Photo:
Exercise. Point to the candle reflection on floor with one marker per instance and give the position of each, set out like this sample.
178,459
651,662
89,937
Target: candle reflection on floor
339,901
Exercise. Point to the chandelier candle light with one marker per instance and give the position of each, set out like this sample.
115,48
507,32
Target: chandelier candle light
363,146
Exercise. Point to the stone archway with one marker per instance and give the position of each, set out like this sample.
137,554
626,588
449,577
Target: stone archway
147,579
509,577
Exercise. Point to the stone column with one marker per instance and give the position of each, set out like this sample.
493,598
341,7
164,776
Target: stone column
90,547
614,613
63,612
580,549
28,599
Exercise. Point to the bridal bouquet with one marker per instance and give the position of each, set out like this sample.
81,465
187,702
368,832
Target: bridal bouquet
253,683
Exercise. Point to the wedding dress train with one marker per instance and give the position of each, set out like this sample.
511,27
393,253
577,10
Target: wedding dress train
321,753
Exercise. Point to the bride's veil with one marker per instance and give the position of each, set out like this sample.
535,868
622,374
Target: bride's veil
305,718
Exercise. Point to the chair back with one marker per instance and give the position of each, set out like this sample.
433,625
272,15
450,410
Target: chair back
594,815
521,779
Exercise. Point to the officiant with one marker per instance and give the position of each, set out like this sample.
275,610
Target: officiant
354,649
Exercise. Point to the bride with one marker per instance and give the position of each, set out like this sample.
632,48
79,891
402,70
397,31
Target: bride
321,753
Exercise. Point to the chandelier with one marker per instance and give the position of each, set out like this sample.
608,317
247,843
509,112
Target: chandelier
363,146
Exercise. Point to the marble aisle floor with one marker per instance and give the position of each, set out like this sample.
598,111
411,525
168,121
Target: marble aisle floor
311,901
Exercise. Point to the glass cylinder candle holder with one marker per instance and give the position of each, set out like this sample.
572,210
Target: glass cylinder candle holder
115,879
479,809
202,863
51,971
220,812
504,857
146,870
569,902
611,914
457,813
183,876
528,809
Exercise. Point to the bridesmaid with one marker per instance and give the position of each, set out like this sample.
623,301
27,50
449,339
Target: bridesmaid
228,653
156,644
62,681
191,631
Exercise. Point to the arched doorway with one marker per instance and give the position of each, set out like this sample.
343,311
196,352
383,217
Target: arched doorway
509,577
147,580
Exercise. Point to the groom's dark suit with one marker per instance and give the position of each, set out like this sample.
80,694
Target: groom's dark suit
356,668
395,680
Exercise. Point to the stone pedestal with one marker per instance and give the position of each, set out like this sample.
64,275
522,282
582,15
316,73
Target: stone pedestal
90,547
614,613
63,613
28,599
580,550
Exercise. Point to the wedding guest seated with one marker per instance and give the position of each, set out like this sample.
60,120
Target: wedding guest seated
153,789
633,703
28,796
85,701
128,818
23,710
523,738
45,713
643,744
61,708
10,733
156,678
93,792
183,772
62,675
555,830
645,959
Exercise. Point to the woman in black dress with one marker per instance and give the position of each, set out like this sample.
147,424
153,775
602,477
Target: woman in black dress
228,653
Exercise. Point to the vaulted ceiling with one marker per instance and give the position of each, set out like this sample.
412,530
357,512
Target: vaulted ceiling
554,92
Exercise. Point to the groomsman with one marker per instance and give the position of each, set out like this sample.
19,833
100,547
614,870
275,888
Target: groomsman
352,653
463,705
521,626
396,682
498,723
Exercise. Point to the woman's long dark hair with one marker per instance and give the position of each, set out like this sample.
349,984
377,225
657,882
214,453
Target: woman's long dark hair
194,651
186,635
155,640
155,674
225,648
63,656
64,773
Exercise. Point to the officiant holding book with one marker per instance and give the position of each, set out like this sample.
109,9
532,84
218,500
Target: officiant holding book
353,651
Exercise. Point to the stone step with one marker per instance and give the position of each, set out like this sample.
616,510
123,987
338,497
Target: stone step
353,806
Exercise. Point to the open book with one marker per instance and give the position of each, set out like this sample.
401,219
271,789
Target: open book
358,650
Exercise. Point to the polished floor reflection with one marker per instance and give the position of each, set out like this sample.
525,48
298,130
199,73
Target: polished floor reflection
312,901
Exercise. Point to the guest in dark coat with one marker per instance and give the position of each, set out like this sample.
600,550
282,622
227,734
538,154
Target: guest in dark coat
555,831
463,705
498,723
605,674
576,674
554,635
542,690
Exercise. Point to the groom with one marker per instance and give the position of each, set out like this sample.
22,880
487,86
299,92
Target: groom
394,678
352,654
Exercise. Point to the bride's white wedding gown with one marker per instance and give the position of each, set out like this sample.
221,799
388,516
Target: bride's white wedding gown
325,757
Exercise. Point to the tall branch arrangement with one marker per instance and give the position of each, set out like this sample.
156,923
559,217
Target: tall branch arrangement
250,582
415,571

WHAT THE TASK REQUIRES: Everything from the line containing "Exercise. Point to the guest" to the end of the records must be written out exactly; include both of those lines and no others.

OUTPUT OF THE EXERCISE:
Exercise. Point to the guest in dark coat with one marker per instance and give the position of each, set out like this sample.
600,550
282,622
227,734
538,154
Target: guest in dark coat
555,831
463,705
498,723
605,674
576,674
554,635
542,690
Exercise. Point to the groom with one marker per instance and give the position of each, set out like this sample.
22,880
487,86
299,92
Target: groom
394,678
352,654
Exercise. Point to the bride's white wedding gown with one marker per instance and give the position of each, set out like this sample.
221,799
388,516
Target: bride's white wedding gown
325,757
Exercise. Point to the tall branch arrangement with one marker per instance and give the position of each, set out like this sample.
156,923
559,217
Target: tall branch arrangement
250,582
415,571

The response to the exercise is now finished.